■ **Excerpt to read**:

———

Texas Agriculture Commissioner Sid Miller Is the Best

Pop quiz: How many horse's patoots do you see in this picture of Texas Ag Commissioner Sid Miller?
It's only natural for Texas' urban/suburbanites to assume that the choice of agriculture commissioner has little bearing on their lives. This is false. City dwellers eat food, which is grown on farms. They fill their cars at gas pumps and weigh their produce on grocery scales, both of which the office polices for accuracy. Sometimes, they realize that the former ag commissioner has become the longest-serving governor in state history. But perhaps the most important role of the ag commissioner when it comes to urban Texas -- and one that was unfortunately mostly neglected by recent officeholder Todd Staples -- is as a source of entertainment. The ag commissioner should be a folksy parody of the real Texas -- riding horses, wearing Stetsons, disparaging President Obama with a friendly drawl.

———

■ **Extracted information**:
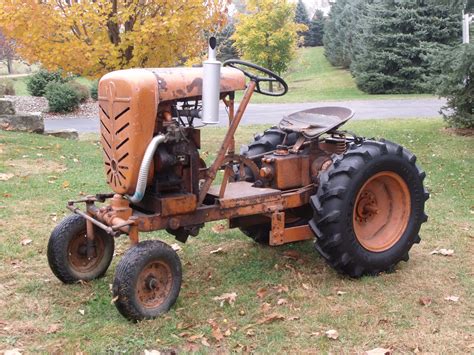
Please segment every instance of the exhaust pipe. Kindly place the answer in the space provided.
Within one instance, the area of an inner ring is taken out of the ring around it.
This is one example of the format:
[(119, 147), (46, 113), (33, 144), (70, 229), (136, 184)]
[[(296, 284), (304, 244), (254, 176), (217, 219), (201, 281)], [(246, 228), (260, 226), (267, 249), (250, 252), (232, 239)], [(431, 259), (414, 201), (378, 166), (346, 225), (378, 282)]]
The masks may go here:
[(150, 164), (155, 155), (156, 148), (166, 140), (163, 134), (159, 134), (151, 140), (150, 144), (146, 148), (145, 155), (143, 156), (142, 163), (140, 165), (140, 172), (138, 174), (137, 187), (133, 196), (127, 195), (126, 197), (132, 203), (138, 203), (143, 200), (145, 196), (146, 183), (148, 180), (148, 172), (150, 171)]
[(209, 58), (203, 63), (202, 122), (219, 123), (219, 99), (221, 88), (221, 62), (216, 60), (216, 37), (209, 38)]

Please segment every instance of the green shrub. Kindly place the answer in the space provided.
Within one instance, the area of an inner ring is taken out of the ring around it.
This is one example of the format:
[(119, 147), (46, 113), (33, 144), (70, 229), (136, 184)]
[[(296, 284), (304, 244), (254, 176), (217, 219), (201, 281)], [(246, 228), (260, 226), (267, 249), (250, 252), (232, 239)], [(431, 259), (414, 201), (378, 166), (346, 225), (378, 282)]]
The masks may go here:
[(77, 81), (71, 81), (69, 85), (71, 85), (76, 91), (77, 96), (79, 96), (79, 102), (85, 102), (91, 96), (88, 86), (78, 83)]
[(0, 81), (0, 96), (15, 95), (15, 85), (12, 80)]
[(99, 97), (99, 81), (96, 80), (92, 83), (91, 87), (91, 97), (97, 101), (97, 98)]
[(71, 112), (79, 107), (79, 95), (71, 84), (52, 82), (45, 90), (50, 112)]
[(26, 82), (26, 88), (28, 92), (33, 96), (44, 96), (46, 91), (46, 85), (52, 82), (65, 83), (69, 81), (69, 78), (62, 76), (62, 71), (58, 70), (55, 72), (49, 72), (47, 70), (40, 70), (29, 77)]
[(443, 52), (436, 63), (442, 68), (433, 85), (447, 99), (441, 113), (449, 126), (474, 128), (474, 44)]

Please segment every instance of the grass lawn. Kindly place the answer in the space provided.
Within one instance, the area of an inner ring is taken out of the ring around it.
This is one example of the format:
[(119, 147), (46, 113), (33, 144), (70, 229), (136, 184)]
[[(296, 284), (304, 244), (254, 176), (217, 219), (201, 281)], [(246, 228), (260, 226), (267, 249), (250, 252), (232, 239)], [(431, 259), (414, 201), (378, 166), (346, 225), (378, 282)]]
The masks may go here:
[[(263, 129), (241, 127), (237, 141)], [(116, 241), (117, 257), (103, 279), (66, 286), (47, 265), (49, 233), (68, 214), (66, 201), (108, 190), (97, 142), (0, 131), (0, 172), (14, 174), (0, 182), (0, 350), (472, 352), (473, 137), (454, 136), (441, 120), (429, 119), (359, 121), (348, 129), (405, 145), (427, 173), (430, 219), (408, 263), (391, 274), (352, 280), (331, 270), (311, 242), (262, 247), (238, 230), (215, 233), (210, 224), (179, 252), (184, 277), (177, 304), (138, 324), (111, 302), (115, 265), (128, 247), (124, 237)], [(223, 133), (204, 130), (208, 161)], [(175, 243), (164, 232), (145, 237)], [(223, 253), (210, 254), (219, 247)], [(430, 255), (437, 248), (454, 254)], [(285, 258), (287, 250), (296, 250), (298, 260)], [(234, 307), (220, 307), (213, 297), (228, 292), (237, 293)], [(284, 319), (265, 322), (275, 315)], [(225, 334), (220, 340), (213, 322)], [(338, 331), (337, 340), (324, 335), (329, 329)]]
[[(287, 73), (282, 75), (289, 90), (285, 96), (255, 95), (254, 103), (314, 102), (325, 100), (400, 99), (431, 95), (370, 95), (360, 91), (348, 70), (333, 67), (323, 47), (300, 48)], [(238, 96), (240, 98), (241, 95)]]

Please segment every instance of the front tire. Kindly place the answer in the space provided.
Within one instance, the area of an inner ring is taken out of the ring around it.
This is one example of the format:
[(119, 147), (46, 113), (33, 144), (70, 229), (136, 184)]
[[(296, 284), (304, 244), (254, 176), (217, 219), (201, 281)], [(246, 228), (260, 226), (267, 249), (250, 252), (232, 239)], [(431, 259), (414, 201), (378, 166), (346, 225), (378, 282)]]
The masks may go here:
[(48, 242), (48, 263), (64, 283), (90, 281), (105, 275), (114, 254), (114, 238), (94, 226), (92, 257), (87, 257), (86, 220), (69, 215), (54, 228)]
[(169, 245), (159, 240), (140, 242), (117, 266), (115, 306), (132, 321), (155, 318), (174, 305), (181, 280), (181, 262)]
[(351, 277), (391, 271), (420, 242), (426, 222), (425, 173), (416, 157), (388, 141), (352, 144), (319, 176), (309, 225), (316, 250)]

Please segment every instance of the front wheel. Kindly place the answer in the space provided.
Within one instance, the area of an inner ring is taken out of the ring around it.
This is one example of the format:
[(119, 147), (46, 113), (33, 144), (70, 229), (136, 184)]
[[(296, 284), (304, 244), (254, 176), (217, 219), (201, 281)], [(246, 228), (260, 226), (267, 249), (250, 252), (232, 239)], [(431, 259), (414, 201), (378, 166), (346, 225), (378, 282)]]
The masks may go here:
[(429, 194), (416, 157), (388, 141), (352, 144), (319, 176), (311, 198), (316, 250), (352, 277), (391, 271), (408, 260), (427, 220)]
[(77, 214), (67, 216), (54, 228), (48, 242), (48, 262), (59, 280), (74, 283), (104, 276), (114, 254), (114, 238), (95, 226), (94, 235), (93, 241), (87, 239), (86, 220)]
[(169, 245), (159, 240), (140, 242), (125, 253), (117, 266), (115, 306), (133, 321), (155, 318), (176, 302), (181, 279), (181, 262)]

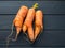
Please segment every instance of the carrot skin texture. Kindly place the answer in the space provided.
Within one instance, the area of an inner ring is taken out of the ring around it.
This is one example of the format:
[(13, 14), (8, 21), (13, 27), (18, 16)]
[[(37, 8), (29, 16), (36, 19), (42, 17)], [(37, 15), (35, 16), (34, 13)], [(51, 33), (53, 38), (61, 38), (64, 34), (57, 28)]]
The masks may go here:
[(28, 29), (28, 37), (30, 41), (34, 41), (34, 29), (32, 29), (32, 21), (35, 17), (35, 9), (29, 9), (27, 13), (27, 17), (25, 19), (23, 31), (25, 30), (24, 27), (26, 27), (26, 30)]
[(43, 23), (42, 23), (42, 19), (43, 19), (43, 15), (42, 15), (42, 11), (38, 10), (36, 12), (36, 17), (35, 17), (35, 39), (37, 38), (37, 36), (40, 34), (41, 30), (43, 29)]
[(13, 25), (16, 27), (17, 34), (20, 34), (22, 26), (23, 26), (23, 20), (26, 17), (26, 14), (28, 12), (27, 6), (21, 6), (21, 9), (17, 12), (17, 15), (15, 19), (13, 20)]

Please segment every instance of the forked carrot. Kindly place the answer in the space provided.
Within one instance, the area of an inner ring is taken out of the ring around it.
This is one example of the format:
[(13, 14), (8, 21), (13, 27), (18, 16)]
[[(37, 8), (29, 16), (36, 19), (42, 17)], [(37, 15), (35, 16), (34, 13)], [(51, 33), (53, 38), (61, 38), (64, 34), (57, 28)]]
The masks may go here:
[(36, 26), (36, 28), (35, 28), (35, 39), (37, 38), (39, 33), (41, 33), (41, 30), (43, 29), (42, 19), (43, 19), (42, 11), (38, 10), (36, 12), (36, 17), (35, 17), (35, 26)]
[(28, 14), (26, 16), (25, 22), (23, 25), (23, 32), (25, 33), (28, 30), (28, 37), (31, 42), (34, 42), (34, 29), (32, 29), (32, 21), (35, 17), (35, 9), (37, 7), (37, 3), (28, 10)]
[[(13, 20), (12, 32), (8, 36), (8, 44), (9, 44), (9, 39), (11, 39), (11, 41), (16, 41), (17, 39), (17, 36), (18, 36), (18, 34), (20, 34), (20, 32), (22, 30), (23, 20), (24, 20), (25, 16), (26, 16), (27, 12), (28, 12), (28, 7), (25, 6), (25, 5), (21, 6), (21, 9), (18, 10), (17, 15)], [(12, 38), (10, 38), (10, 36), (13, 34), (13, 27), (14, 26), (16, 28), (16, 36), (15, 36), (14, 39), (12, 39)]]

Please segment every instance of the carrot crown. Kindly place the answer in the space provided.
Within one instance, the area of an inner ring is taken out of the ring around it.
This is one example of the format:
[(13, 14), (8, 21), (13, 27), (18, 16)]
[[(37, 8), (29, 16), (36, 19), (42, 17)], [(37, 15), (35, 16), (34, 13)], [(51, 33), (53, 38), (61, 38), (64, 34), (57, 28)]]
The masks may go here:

———

■ **Work item A**: Using the text on the Texas agriculture commissioner, explain in one to three sentences why it calls the urban assumption that the choice of commissioner has little bearing on their lives false.
■ **Work item B**:
Answer these questions from the text on the Texas agriculture commissioner, one per line:
(i) What two things does the office police for accuracy?
(ii) Which recent officeholder mostly neglected the role of entertainment?
(iii) What has a former agriculture commissioner become?
■ **Work item C**: Reproduce the text on the Texas agriculture commissioner word for word, starting with "Pop quiz: How" and going on through "a friendly drawl.".

■ **Final answer A**: City dwellers eat food, and that food is grown on farms. They also fill their cars at gas pumps and weigh their produce on grocery scales, and the agriculture commissioner's office polices both for accuracy.

■ **Final answer B**:
(i) Gas pumps and grocery scales.
(ii) Todd Staples.
(iii) The longest-serving governor in state history.

■ **Final answer C**:
Pop quiz: How many horse's patoots do you see in this picture of Texas Ag Commissioner Sid Miller?
It's only natural for Texas' urban/suburbanites to assume that the choice of agriculture commissioner has little bearing on their lives. This is false. City dwellers eat food, which is grown on farms. They fill their cars at gas pumps and weigh their produce on grocery scales, both of which the office polices for accuracy. Sometimes, they realize that the former ag commissioner has become the longest-serving governor in state history. But perhaps the most important role of the ag commissioner when it comes to urban Texas -- and one that was unfortunately mostly neglected by recent officeholder Todd Staples -- is as a source of entertainment. The ag commissioner should be a folksy parody of the real Texas -- riding horses, wearing Stetsons, disparaging President Obama with a friendly drawl.